Aim: Copy every line from the one containing "Q: Provide one point on every instance of the girl's leg" through the last line of the records below, both included, and nothing else.
>> START Given information
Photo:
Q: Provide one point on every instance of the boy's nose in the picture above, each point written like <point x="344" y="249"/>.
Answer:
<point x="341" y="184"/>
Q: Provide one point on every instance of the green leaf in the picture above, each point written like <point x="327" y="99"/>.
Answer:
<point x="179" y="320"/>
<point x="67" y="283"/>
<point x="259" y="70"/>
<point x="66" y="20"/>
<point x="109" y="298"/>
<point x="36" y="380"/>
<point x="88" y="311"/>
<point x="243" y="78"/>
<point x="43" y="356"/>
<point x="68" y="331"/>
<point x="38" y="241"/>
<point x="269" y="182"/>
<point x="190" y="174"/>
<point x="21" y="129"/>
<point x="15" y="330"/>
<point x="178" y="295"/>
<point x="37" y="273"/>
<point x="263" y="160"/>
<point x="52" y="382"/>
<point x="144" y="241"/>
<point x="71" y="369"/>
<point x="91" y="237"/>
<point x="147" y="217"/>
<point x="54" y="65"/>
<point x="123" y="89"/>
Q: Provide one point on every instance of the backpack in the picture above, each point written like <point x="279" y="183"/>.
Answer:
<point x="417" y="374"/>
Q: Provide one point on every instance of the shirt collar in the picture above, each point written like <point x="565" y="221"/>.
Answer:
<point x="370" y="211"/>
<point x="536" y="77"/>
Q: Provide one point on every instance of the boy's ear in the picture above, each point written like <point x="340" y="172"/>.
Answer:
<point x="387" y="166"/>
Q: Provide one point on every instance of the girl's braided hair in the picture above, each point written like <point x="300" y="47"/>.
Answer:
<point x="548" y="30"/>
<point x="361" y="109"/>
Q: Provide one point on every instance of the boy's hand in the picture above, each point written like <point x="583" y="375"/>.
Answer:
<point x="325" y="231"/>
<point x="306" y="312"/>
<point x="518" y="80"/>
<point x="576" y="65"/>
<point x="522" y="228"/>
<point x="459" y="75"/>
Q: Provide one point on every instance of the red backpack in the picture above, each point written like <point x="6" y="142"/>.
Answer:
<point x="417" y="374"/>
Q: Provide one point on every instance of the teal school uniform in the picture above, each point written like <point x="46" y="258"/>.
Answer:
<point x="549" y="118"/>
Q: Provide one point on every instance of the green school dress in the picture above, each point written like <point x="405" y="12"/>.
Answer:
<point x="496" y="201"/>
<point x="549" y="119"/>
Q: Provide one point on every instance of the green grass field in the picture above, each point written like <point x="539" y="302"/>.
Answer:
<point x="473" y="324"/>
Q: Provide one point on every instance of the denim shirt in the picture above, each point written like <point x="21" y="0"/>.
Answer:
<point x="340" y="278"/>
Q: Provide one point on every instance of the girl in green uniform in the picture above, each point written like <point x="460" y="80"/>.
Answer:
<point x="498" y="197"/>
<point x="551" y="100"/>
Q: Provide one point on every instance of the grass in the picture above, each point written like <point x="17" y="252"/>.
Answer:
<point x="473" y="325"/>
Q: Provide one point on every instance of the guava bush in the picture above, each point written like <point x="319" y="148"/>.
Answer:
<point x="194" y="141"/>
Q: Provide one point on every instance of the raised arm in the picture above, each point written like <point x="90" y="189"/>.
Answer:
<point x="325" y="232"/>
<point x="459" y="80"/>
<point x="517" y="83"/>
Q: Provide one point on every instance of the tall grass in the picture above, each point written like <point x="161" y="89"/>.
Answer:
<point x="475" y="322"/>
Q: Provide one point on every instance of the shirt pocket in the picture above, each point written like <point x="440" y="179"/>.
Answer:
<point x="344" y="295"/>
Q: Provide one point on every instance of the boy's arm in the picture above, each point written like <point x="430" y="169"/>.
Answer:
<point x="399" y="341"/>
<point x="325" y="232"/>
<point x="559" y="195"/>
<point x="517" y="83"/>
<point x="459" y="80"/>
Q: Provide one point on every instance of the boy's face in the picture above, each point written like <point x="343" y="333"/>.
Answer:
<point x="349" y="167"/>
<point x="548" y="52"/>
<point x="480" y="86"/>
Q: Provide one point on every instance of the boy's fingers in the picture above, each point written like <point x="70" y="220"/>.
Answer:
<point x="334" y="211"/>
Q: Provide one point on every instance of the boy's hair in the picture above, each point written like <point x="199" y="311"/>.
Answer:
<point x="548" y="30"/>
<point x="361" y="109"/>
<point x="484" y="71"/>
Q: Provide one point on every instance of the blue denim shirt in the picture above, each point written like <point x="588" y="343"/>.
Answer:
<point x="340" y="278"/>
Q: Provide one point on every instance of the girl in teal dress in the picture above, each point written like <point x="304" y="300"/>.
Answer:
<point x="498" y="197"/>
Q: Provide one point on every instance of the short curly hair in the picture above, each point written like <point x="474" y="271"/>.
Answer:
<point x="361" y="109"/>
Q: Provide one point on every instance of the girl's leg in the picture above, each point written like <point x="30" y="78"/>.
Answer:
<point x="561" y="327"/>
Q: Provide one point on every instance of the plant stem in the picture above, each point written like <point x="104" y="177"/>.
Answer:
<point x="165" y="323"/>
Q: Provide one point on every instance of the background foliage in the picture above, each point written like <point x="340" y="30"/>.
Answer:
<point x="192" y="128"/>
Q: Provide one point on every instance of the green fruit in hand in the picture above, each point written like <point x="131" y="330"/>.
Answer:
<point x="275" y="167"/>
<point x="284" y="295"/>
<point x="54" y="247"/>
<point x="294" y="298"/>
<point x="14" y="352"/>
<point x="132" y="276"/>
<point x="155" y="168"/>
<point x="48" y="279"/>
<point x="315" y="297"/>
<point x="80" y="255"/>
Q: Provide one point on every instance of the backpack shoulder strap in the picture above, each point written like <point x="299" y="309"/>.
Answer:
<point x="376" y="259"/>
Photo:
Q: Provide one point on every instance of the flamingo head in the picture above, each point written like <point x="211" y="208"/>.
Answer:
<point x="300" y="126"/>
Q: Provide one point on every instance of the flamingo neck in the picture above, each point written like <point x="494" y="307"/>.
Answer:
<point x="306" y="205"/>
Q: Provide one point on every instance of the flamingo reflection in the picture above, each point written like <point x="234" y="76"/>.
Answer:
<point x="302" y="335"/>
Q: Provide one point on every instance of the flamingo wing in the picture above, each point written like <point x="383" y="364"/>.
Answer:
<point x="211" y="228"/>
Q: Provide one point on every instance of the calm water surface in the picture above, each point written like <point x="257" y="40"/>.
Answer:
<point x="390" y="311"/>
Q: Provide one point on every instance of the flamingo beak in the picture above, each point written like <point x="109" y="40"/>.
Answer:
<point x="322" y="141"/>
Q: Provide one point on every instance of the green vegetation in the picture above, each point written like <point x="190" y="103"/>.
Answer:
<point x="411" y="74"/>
>> END Given information
Problem solution:
Q: Provide one point on every instance of the girl's leg in the picture above, each point written like <point x="30" y="78"/>.
Answer:
<point x="561" y="327"/>
Q: Provide one point on every instance of the plant stem in the picture above, each point written like <point x="104" y="177"/>.
Answer:
<point x="165" y="323"/>
Q: Provide one point on every instance of the background foliage in the picture above, each point written like <point x="340" y="30"/>.
Answer:
<point x="192" y="128"/>
Q: Provide one point on every instance of the green fruit in hand in the picture above, each point written like <point x="131" y="330"/>.
Answer:
<point x="275" y="167"/>
<point x="284" y="295"/>
<point x="54" y="247"/>
<point x="294" y="298"/>
<point x="14" y="352"/>
<point x="132" y="276"/>
<point x="155" y="168"/>
<point x="48" y="279"/>
<point x="315" y="297"/>
<point x="80" y="255"/>
Q: Provide one point on every instance of the backpack shoulder strap in the picture above, each point written like <point x="299" y="309"/>.
Answer:
<point x="376" y="259"/>
Photo:
Q: Provide one point on every instance of the flamingo head in the picture above, each point written like <point x="211" y="208"/>.
Answer:
<point x="300" y="126"/>
Q: Provide one point on every instance of the flamingo neck in the picture above, each point written like <point x="494" y="307"/>.
Answer:
<point x="306" y="205"/>
Q: Provide one point on every instance of the flamingo reflection in the picture above, each point written like <point x="234" y="76"/>.
Answer:
<point x="302" y="335"/>
Q: Provide one point on every instance of the flamingo wing in the picture above, each point written like <point x="383" y="364"/>.
Answer:
<point x="211" y="228"/>
Q: Provide one point on every instance of the calm water surface in the picture above, each point written like <point x="257" y="40"/>.
Answer:
<point x="390" y="311"/>
Q: Provide one point on every instance of the flamingo beak in the picture above, each point written like <point x="109" y="40"/>.
Answer:
<point x="322" y="141"/>
Q: Provide one point on every instance of the green vegetation in the picture above, each point written like <point x="190" y="103"/>.
Answer:
<point x="411" y="74"/>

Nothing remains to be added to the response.